Entradas de datos guardadas

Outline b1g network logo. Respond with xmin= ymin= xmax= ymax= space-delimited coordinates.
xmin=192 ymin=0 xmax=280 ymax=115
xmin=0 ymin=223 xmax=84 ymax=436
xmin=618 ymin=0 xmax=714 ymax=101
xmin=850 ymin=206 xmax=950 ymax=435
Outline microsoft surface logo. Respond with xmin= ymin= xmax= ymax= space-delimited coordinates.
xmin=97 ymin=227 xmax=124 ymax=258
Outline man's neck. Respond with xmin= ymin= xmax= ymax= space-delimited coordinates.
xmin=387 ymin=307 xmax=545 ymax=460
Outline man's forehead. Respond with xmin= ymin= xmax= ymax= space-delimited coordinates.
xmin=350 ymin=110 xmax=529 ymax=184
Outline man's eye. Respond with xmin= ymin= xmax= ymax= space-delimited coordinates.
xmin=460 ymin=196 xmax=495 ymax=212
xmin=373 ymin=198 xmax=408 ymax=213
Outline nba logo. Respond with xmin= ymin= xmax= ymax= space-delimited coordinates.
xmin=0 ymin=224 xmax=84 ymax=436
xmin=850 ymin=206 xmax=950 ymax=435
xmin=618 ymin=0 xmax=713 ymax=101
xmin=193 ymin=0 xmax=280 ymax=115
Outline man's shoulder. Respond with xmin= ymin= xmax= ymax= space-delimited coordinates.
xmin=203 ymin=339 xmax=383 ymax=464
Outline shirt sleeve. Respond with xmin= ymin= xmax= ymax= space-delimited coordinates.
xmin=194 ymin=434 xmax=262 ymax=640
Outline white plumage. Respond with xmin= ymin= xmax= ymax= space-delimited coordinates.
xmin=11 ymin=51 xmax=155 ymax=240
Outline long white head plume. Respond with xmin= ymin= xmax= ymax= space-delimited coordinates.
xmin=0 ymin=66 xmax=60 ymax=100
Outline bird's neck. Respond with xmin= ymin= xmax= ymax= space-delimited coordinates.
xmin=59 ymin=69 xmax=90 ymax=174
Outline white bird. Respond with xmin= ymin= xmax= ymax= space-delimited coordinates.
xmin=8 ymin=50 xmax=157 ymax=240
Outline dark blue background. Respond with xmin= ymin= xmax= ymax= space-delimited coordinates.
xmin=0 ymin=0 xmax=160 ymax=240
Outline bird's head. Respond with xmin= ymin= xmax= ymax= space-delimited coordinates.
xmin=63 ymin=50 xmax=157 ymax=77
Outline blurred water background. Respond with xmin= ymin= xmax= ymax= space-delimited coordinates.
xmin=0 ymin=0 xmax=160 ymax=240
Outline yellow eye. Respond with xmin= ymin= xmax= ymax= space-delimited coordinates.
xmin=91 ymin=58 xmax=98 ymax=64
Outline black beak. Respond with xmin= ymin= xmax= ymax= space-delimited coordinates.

(Qué debes hacer) Transcribe tal cual las líneas del listado de arriba desde el comienzo hasta la línea que contiene "xmin=350 ymin=110 xmax=529 ymax=184", ambas incluidas.

(Solución desarrollada)
Outline b1g network logo. Respond with xmin= ymin= xmax= ymax= space-delimited coordinates.
xmin=192 ymin=0 xmax=280 ymax=115
xmin=0 ymin=223 xmax=84 ymax=436
xmin=618 ymin=0 xmax=714 ymax=101
xmin=850 ymin=206 xmax=950 ymax=435
Outline microsoft surface logo. Respond with xmin= ymin= xmax= ymax= space-delimited coordinates.
xmin=97 ymin=227 xmax=124 ymax=258
Outline man's neck. Respond with xmin= ymin= xmax= ymax= space-delimited coordinates.
xmin=387 ymin=307 xmax=545 ymax=460
Outline man's forehead. Respond with xmin= ymin= xmax= ymax= space-delimited coordinates.
xmin=350 ymin=110 xmax=529 ymax=184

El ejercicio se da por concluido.